--- START OF The input ---

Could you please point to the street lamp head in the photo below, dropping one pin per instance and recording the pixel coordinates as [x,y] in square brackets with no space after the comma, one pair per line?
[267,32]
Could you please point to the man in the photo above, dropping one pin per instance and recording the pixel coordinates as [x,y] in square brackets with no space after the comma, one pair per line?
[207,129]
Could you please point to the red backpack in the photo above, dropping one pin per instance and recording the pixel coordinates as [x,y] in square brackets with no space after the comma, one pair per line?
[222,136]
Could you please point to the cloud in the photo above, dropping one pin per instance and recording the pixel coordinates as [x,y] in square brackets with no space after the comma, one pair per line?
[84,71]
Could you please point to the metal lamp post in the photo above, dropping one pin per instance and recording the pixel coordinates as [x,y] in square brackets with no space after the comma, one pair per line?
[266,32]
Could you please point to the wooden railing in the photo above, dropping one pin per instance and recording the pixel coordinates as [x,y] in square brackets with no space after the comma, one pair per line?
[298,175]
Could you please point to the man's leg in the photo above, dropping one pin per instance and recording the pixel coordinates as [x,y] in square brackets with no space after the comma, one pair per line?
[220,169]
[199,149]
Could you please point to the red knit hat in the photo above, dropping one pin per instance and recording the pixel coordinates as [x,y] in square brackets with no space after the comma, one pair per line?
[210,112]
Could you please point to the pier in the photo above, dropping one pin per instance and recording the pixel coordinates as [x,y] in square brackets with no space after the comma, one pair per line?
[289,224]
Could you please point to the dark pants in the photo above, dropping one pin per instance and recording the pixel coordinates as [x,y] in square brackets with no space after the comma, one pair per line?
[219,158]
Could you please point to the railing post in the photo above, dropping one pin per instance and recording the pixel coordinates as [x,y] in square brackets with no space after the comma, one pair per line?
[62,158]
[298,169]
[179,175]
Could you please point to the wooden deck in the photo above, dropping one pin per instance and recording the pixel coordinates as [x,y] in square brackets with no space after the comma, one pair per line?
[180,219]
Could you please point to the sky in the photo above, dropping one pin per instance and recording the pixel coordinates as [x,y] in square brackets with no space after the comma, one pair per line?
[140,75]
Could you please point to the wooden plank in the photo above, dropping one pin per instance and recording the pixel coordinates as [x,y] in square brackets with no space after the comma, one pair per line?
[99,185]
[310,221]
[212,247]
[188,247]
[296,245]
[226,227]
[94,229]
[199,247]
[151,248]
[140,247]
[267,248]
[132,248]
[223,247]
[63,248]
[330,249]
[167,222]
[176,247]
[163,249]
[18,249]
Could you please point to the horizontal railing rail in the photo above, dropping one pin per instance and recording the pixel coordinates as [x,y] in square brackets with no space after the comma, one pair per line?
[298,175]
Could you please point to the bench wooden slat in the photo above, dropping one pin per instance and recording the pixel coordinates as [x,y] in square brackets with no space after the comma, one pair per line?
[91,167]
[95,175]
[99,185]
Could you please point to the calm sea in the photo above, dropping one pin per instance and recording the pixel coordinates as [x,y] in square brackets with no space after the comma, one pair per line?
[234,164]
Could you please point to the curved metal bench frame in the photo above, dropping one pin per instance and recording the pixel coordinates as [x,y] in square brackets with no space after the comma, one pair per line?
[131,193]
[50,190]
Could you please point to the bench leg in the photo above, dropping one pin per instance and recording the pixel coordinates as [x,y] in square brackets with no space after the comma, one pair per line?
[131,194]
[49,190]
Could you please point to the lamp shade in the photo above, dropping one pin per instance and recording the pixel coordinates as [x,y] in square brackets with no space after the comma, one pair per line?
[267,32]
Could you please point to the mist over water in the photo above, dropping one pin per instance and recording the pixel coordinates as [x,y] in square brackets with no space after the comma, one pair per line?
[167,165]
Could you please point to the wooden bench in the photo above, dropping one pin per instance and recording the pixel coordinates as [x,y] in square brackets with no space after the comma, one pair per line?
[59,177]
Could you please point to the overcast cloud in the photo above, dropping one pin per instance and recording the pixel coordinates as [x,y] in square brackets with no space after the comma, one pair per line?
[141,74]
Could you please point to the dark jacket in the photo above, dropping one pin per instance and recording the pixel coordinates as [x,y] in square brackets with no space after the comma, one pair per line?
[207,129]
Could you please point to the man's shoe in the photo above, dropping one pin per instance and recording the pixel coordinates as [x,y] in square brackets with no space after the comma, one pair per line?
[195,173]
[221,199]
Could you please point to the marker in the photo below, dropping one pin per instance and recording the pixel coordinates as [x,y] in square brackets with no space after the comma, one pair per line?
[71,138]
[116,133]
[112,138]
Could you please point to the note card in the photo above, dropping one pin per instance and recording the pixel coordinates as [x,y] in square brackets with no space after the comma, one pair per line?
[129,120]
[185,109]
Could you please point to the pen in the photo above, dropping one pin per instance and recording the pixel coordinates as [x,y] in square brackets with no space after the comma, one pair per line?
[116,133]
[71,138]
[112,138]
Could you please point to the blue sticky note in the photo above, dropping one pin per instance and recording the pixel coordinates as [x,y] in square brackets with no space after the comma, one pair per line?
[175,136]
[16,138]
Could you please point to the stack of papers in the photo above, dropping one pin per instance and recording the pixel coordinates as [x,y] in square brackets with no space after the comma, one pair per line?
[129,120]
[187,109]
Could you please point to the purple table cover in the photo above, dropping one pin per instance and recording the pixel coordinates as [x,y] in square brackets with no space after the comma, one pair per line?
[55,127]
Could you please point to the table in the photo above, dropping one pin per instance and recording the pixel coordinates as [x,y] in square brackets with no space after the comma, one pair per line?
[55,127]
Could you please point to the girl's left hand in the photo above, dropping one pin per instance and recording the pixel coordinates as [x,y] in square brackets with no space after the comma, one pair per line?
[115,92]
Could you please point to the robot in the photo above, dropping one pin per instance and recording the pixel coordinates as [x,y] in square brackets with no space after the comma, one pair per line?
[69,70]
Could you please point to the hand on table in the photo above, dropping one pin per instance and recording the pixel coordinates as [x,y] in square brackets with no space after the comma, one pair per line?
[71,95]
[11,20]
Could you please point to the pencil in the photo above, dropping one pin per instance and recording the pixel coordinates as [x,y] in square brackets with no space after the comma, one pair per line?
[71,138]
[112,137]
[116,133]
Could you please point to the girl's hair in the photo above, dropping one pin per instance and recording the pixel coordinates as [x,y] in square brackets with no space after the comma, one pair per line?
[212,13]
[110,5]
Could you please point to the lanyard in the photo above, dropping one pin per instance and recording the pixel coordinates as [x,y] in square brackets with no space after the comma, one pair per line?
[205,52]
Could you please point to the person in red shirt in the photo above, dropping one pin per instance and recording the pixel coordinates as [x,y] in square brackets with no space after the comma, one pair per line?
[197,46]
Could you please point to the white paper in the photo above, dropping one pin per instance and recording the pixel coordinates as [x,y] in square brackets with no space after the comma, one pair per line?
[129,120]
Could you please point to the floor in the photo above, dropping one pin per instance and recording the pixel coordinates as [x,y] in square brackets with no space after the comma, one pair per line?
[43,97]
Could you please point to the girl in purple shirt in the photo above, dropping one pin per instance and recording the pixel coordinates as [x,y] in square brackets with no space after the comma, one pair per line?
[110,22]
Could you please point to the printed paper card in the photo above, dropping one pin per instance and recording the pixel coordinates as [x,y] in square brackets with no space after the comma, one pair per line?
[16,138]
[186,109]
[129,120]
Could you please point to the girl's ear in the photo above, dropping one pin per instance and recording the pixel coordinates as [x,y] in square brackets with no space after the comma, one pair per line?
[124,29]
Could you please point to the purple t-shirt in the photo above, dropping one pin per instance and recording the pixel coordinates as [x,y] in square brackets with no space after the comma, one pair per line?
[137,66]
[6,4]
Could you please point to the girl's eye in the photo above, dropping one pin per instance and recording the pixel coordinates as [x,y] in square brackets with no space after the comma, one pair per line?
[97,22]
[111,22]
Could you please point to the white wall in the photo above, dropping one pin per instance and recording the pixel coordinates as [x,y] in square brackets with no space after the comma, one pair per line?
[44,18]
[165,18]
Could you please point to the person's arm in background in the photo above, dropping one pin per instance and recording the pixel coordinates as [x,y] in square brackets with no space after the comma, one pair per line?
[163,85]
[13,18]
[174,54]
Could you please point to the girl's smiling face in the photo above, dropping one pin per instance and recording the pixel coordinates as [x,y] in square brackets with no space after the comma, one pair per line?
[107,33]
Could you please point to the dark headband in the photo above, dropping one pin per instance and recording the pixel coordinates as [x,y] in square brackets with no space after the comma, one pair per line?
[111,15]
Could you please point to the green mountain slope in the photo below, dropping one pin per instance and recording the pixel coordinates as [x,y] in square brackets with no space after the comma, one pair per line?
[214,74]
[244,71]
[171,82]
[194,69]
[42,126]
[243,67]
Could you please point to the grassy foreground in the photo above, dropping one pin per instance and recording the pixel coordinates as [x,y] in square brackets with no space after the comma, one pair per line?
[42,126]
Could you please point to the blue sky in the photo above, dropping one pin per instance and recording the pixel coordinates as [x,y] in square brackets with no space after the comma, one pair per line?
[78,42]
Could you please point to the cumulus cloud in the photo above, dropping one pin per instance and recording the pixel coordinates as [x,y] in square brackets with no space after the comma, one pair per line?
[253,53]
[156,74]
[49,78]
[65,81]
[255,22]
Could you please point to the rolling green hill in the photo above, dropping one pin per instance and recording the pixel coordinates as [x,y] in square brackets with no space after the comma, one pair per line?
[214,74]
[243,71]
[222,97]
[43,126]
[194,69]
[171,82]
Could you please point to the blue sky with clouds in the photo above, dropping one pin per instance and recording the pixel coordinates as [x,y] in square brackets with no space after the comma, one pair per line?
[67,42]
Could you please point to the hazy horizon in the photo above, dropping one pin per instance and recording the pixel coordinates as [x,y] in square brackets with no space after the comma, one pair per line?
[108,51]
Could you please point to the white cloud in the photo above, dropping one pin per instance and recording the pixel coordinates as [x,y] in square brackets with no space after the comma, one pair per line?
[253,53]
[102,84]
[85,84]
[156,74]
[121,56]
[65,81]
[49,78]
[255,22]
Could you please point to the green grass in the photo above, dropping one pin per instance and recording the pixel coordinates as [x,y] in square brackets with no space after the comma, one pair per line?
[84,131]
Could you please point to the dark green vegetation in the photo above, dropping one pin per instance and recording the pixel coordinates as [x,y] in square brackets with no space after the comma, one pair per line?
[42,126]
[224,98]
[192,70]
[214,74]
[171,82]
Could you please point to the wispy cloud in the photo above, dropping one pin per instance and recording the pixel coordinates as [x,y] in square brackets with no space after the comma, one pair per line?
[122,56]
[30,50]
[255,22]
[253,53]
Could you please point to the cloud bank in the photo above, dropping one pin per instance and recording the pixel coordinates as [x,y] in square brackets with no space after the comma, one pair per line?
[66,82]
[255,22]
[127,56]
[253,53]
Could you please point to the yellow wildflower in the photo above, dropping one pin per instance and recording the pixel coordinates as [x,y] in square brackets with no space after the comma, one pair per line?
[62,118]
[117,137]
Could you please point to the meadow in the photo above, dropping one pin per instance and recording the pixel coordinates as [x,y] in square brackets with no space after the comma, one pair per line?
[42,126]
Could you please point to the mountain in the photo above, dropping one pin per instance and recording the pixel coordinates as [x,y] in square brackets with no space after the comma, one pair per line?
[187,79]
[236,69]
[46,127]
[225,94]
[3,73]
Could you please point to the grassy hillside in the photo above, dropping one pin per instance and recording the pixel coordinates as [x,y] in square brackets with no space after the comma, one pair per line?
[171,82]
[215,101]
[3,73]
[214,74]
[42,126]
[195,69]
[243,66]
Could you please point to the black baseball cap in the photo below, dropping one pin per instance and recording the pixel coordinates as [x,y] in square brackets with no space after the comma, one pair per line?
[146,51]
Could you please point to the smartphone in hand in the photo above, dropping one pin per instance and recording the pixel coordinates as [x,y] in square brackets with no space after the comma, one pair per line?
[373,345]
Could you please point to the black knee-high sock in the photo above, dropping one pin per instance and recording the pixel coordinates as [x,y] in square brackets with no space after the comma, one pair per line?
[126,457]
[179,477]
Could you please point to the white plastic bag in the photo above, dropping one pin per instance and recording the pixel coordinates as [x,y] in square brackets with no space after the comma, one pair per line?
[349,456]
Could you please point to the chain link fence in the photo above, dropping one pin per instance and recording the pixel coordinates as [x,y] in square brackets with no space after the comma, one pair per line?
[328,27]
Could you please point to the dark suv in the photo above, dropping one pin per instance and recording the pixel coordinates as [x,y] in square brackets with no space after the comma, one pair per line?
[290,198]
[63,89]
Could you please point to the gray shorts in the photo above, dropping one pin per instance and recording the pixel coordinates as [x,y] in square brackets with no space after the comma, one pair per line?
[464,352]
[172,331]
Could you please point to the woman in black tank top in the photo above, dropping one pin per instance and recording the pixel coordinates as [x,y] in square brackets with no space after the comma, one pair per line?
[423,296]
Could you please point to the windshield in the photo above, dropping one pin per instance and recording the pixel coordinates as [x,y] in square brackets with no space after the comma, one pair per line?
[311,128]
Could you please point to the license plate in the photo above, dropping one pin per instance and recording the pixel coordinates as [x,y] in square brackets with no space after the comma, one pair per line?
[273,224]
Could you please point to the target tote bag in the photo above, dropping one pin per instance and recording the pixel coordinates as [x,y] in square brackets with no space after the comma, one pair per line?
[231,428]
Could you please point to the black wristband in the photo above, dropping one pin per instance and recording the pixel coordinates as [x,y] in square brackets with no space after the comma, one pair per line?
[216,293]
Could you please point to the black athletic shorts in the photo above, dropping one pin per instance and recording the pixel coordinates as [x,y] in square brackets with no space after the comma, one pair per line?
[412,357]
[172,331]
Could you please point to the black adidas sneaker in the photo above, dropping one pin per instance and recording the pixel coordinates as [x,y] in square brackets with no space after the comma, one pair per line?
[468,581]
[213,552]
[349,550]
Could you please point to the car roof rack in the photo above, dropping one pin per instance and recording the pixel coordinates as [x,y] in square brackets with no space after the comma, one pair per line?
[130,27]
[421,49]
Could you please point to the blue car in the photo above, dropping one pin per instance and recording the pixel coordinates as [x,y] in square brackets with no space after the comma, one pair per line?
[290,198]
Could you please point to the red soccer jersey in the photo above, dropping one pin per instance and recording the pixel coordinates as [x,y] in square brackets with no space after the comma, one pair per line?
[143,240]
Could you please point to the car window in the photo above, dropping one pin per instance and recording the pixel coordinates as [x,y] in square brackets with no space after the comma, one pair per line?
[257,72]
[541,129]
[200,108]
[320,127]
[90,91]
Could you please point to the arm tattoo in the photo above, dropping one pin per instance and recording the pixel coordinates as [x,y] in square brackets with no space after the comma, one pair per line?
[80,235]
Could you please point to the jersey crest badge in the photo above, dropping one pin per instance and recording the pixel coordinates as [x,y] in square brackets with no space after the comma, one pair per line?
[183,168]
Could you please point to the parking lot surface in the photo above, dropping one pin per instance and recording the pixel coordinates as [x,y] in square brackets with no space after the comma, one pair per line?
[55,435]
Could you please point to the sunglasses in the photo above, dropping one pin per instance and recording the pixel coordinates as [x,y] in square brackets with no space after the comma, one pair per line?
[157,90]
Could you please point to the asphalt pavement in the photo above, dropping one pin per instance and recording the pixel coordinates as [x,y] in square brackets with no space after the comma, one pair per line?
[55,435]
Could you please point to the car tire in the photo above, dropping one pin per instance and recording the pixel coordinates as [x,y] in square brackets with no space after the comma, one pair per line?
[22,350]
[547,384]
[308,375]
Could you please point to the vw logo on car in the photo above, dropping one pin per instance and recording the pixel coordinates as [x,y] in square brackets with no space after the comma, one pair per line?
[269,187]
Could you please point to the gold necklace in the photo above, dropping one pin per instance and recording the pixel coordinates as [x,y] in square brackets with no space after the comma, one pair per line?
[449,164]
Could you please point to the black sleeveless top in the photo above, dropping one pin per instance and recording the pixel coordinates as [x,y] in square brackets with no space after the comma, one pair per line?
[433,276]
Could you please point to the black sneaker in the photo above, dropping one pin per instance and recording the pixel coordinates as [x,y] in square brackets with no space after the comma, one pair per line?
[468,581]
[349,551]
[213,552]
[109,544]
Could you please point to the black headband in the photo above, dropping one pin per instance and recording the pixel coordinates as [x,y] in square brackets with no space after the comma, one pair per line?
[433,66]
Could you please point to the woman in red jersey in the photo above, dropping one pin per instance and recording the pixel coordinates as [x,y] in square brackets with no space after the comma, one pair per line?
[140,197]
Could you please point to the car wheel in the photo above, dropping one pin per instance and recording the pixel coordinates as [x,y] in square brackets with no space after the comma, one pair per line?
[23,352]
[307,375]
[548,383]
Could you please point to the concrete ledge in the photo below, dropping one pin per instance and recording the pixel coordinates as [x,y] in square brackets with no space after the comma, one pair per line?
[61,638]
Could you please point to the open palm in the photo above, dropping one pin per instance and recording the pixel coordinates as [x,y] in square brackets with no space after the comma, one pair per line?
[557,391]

--- END OF The input ---

_Exercise goal_. Exactly reproduce the lines beginning with the one that contains "Could you please point to the gold" and ending with the last line of the material, both included. Leave out everything else.

_The response_.
Could you please point to the gold necklace in the photo above, dropping one pin per instance and recording the pixel coordinates as [x,y] in square brackets with no space after the comma, one pair per line?
[449,164]
Could you please point to the black sleeveless top in the photo above, dropping one pin per instance and recording the pixel coordinates as [x,y] in square brackets with no space after the comma, one pair per line?
[433,276]
Could you please point to the black sneaker in the photo above, dropping one pin per instance and recording the pixel coordinates as [x,y] in square brackets with no space after the comma, one pair per line?
[468,581]
[349,551]
[213,552]
[109,544]
Could you please point to the black headband in the photo above, dropping one pin per instance and recording the pixel coordinates as [x,y] in square brackets with no space after the comma, one pair per line?
[433,66]
Could you please point to the woman in red jersey in the photo above, dropping one pin per instance and recording the pixel coordinates as [x,y] in square brackets with no space after the comma, one pair per line?
[140,197]
Could you please point to the car wheel in the photo above, dropping one pin per instance and recording the pixel coordinates as [x,y] in square brackets with no space after the comma, one pair per line?
[23,352]
[307,375]
[548,383]
Could you please point to the concrete ledge in the photo below, dropping one pin per instance and recording the pixel coordinates as [x,y] in square brackets with no space after the comma, one pair per line?
[61,638]
Could you please point to the open palm in the photo above, dropping one pin per instance and recording the pixel coordinates as [x,y] in square brackets with no space after the comma, one pair per line?
[557,391]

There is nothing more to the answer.